**Provided passage**:
---------------
Every fifth year we meet at Notre Dame for our class of ’93 reunion — that Wild Women’s Weekend is always a given, blocked off months in advance. Other years, WWWs are centered on events. Our early post-ND years were rich with weddings: Laura’s and later Beth’s in Massachusetts; Carmen’s in South Bend; mine in Chicago; and Denise’s in a castle in Ireland. Or the weddings of our close guy friends, honorary roomies: Lloyd Adams in New Jersey, Danny Milton in Indianapolis. In subsequent years we converged on each other’s homes. (Oh my pride, when the roomies came here to Oxford, Mississippi, and closed the bar. The mythical and beautiful roomies. I felt like I’d unleashed a quartet of unicorns.) Sometimes we choose an ND football game. Mostly we just pick a city on the East Coast. Beth, Denise and Laura drive there, and Carm and I fly, and we split our two plane tickets five ways. We’ve done Boston three times and NYC twice in this manner, as well as weekends in Newport, Rhode Island; Frye Island, Maine; the Jersey Shore; and Martha’s Vineyard.

 

4.

Outtake from the highlight reel.

 

South Bend, our 15th reunion. It’s late, after the banquet, and we’re driving back to our hotel. We’ve just learned that Club 23, which had been tied with The Commons for our favorite bar, is scheduled for demolition. A dark-paneled, ’70s ranch with carpet — carpet, in a bar — the Club was a true dive, but we loved the owner, Mo Hussein, and collected lots of great memories there.

 

Once, carrying two full pitchers down the stairs into the basement rec room, I lost my footing and bounce-skidded to the bottom on my bum. I landed with a bump, and the tables of drinkers looked down where I sprawled, still holding the pitchers. I braced myself for heckling. Instead I received an ovation. I’d fallen down the stairs, sure, but I hadn’t spilled a drop of beer. “The Stairmaster”: my nickname for a few weeks.

 

Years later, writing a novel set during Prohibition, I’d name the speakeasy Club 23 and place a character named Mo behind the bar.

 

But now the Club is to be demolished. Demoed. De-Mo-ed.

 

“Let’s drive by,” suggests Beth. “For old times’ sake.”

 

So we do, mournfully, we creep past the bar, noting the blocked-off parking lot and the “Closed” sign barring the entrance.

 

But from the side window, a light shines.
---------------
**What you need to do**:
#1 From the reunion essay, list each place the group has gone for the East Coast weekends that Carm and the narrator fly to.
#2 Please write the next part of the reunion essay, beginning right after its final sentence about the light in the side window.
The records that come next are drawn from a separate source.

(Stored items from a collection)
---------------
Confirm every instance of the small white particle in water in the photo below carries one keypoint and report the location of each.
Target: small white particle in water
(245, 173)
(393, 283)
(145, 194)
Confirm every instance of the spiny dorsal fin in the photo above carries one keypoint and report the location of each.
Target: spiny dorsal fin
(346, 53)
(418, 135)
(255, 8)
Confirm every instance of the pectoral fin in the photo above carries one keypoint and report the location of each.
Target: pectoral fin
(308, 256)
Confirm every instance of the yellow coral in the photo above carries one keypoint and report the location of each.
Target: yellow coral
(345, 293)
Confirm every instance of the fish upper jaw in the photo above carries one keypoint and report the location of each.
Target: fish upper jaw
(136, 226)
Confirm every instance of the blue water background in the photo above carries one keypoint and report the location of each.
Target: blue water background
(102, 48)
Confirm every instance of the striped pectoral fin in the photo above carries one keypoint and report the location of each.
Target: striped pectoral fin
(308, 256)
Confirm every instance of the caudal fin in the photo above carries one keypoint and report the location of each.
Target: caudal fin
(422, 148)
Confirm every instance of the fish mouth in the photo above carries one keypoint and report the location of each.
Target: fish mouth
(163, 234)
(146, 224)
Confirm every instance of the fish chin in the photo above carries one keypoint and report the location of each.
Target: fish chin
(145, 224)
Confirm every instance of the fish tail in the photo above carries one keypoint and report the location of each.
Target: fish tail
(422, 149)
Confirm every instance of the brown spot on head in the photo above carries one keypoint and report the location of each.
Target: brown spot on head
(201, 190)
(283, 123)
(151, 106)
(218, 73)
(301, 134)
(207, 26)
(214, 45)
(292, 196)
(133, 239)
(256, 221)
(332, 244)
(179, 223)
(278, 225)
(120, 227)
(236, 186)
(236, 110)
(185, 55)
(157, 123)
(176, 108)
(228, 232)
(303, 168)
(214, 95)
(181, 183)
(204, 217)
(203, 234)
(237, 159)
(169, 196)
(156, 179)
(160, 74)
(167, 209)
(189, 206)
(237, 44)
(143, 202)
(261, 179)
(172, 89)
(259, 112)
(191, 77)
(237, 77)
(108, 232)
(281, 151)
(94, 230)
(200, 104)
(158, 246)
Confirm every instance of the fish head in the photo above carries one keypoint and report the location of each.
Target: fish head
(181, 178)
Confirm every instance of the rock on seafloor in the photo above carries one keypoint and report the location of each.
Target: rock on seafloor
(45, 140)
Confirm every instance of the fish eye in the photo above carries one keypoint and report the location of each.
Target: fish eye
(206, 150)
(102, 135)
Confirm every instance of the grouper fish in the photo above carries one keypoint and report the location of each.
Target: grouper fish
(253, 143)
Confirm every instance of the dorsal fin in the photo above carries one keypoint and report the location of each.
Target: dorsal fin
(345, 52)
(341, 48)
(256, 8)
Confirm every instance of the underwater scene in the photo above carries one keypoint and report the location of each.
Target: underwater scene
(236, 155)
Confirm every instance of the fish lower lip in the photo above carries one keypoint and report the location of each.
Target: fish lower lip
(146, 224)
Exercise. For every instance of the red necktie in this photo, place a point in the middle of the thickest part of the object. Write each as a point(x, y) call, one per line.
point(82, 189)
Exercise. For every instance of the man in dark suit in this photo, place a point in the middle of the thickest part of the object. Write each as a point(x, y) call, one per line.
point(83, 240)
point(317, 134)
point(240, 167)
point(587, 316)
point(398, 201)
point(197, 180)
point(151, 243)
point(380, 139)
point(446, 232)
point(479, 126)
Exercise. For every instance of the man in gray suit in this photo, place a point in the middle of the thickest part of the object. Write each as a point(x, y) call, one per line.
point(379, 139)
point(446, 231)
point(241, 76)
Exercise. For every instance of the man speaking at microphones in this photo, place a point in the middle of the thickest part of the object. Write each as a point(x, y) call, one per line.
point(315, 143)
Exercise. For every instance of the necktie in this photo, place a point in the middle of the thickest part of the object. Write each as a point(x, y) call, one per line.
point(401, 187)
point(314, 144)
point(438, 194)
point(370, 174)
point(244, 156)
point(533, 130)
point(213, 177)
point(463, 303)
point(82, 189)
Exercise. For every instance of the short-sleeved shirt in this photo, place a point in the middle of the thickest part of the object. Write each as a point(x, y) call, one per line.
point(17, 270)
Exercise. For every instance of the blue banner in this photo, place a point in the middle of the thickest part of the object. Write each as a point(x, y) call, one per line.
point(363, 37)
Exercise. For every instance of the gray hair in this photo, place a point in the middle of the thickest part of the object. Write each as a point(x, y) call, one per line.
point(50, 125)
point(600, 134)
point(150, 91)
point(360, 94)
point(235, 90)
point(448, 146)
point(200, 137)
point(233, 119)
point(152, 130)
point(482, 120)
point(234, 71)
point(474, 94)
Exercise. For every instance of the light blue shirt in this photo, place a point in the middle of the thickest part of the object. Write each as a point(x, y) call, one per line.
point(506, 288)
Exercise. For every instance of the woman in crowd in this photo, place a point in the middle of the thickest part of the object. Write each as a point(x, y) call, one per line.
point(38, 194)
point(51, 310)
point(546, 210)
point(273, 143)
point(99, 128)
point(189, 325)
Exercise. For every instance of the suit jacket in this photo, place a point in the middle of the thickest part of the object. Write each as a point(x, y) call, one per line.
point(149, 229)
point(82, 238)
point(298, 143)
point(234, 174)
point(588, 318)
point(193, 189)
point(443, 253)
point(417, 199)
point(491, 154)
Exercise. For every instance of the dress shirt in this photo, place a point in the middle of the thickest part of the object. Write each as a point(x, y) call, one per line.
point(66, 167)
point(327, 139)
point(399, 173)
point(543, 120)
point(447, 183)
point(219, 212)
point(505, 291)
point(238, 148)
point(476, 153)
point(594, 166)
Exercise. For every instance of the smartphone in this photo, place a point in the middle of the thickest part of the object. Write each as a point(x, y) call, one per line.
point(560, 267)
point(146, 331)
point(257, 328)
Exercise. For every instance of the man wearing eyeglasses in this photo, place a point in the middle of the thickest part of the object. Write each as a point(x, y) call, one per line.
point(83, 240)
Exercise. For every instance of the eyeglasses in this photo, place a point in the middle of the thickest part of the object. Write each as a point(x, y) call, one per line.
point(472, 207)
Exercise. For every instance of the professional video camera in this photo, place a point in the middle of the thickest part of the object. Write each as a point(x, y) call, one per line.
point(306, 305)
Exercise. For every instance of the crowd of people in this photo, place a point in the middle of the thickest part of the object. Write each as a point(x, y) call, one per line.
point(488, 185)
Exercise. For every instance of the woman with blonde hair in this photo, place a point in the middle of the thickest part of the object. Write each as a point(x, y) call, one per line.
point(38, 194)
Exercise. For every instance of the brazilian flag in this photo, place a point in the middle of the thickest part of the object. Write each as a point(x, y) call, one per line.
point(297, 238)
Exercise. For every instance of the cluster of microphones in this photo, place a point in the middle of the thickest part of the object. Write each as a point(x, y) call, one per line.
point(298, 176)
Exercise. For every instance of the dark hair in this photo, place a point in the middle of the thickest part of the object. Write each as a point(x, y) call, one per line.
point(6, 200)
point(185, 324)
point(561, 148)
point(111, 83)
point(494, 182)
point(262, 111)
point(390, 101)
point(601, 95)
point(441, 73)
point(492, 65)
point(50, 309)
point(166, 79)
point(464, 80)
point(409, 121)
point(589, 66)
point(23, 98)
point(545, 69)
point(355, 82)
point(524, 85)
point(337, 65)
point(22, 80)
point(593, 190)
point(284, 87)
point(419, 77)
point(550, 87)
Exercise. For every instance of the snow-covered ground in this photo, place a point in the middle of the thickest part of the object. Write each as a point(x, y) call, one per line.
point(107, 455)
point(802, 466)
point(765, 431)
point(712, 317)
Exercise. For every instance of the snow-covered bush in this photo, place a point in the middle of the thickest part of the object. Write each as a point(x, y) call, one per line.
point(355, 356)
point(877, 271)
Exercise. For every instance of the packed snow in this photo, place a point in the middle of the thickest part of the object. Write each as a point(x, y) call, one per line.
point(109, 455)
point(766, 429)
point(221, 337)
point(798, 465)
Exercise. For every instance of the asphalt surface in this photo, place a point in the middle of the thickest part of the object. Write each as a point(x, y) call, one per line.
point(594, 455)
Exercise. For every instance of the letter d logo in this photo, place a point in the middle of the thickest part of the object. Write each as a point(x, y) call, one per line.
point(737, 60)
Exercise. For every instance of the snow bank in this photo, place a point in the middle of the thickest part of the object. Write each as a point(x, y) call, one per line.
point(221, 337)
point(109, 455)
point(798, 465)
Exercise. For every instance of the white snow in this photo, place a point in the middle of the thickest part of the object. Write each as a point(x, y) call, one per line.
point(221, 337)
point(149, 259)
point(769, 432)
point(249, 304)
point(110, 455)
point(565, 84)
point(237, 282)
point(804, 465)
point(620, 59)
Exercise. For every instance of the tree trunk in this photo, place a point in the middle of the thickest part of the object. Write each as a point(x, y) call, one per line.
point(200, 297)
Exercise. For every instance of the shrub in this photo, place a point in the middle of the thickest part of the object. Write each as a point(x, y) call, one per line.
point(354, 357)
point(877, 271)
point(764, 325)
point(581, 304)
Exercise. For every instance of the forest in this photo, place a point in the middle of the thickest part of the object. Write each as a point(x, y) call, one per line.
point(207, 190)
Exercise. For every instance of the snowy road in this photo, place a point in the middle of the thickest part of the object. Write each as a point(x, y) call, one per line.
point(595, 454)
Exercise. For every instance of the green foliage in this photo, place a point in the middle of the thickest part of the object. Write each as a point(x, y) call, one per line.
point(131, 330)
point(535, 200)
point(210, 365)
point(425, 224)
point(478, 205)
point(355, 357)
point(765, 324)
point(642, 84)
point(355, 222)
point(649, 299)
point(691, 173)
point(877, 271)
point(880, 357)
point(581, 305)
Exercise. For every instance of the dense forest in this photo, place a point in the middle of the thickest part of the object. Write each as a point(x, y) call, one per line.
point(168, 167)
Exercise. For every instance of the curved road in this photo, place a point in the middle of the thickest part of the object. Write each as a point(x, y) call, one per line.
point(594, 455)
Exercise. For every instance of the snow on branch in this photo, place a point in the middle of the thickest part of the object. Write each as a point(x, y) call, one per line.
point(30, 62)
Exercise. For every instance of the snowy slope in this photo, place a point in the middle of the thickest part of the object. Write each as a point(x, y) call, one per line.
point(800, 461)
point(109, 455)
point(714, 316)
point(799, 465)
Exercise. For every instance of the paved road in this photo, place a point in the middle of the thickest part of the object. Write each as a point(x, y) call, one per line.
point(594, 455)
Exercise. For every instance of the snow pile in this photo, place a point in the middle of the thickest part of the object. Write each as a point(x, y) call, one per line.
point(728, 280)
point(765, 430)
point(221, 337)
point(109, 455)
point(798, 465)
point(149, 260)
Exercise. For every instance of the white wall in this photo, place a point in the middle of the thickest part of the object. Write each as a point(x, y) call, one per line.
---------------
**Task results**:
#1
- Boston
- NYC
- Newport, Rhode Island
- Frye Island, Maine
- the Jersey Shore
- Martha's Vineyard

#2
Without pausing to consult, Denise whips the car behind the Club. “We have got to check this out,” she orders.

 

At the stoop, we hear music, so Denise pounds on the door. Immediately, the music stops. For a long, tense moment we wait. Finally, the lock clanks, the chain rattles. The door opens an inch and two dark eyes peek out.

 

It’s been 15 years, but people tend to remember the roomies. Especially the loud ones. “Hey,” calls Mo brightly. “It’s Beth and Denise!”

 

Next thing you know, we five are hustled inside, and the door is locked again. Before us, a handful of locals gather around a guitarist. We’ve just magically stumbled upon Mo’s secret goodbye party for his beloved bar. He mixes us some free drinks and we join the party, which, it turns out, is a sing-along. As we pull up chairs, the guitarist starts in with Pearl Jam’s “Elderly Woman Behind the Counter in a Small Town.” It’s one of those times when lyrics seem to harmonize with reality, mirroring it, deepening it; “Lifetimes are catching up with me,” we sing, “All these changes taking place.” We are belting out the words, swaying with these strangers/new best friends. “My God, it’s been so long, never dreamed you’d return. But now here you are, and here I am.”

 

Bon Jovi we croon, and Aerosmith, and Radiohead, and Led Zeppelin (the guitarist’s oeuvre rather limited, I’m afraid, to ’70s to ’90s testosterone rock, but we know all the lyrics despite ourselves).

 

Later, much later, when we leave, we stand for a moment in the deserted parking lot, quiet, companionable, perhaps a touch melancholy. Laura points out that you can see the Dome between the buildings. I’ve never noticed this before.

 

Still gazing at Mary, she says, “Look, there’s some kind of new spotlight.”

 

And indeed there is, a pink spotlight glows on the east side of the Golden Dome.

 

“Oh my God,” says Denise, breaking our reverie. “That’s not a spotlight. That’s the sunrise.”

 

I go to bed at 10 p.m. these days; I didn’t even know I could stay up all night any more. But somehow, with the roomies, it’s possible. Anything’s possible, including, before the wrecking ball swings through the hallowed walls of Club 23, singing ourselves into sunrise.

 

5.

I’m a writer now, and I teach creative writing at a university. My husband’s a writer. Most of our friends are writers. I didn’t mean for this to happen; I think it’s healthy to keep one’s circles large, to keep one’s thoughts nimble by exposure to various people and ideas. Nevertheless, my colleagues are great, and Tommy and I go to a lot of readings and conferences with other writers, so over the years, my social circle has narrowed.

 

Which is yet one more reason I value the roomies. All are so different from each other and from me. They enlarge me.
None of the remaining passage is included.